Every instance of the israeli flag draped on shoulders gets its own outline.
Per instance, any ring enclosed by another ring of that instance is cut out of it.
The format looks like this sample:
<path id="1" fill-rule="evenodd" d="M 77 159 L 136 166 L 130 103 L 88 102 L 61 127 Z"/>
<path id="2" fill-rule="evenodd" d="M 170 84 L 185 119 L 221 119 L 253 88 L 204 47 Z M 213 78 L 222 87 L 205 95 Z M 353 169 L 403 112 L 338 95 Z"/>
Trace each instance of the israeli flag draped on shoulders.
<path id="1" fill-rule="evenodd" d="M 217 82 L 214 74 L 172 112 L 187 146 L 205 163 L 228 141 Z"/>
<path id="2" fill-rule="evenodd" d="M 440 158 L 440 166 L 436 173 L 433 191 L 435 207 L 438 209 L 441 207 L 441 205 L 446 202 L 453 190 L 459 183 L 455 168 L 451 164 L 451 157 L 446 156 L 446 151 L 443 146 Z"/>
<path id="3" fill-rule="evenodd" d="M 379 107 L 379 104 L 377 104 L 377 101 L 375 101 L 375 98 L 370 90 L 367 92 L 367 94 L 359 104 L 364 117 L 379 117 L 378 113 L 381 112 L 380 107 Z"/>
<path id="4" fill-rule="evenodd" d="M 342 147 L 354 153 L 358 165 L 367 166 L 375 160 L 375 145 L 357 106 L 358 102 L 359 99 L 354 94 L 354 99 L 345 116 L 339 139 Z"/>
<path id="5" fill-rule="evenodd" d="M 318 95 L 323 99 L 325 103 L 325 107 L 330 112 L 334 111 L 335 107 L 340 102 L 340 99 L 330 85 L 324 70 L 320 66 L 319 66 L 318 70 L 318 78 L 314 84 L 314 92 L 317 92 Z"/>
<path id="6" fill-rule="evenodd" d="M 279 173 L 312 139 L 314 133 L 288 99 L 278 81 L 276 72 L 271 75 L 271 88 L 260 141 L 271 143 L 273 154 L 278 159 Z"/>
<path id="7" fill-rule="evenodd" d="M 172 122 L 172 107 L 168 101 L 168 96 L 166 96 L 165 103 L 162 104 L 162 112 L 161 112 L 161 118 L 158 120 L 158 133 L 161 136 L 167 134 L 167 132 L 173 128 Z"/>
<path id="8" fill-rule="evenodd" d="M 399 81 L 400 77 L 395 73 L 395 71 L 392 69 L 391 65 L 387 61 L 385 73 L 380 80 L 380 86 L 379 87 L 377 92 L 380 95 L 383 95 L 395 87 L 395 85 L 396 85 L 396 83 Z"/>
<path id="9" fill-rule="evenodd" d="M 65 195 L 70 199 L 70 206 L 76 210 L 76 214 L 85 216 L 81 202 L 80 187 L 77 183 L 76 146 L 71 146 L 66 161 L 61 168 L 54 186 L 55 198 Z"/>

Gestellte Aufgabe:
Bearbeite die Zeilen vom Anfang bis einschließlich der Zeile mit „379 107 L 379“, indem du „draped“ durch „wrapped“ ersetzt und alles andere unverändert lässt. Gib nur diese Zeilen aus.

Schriftliche Antwort:
Every instance of the israeli flag wrapped on shoulders gets its own outline.
Per instance, any ring enclosed by another ring of that instance is cut out of it.
The format looks like this sample:
<path id="1" fill-rule="evenodd" d="M 77 159 L 136 166 L 130 103 L 88 102 L 61 127 Z"/>
<path id="2" fill-rule="evenodd" d="M 170 84 L 185 119 L 221 119 L 253 88 L 204 47 Z M 213 78 L 222 87 L 205 95 Z M 353 169 L 403 112 L 338 95 Z"/>
Trace each instance of the israeli flag wrapped on shoulders.
<path id="1" fill-rule="evenodd" d="M 217 82 L 214 74 L 172 112 L 187 146 L 205 163 L 228 141 Z"/>
<path id="2" fill-rule="evenodd" d="M 440 158 L 440 166 L 436 173 L 433 191 L 435 207 L 438 209 L 441 207 L 441 205 L 446 202 L 453 190 L 459 183 L 455 168 L 451 164 L 451 157 L 446 156 L 446 151 L 443 146 Z"/>
<path id="3" fill-rule="evenodd" d="M 379 107 L 379 104 L 377 104 L 377 101 L 375 101 L 375 98 L 370 90 L 367 92 L 367 94 L 359 104 L 364 117 L 379 117 L 378 113 L 381 112 L 380 107 Z"/>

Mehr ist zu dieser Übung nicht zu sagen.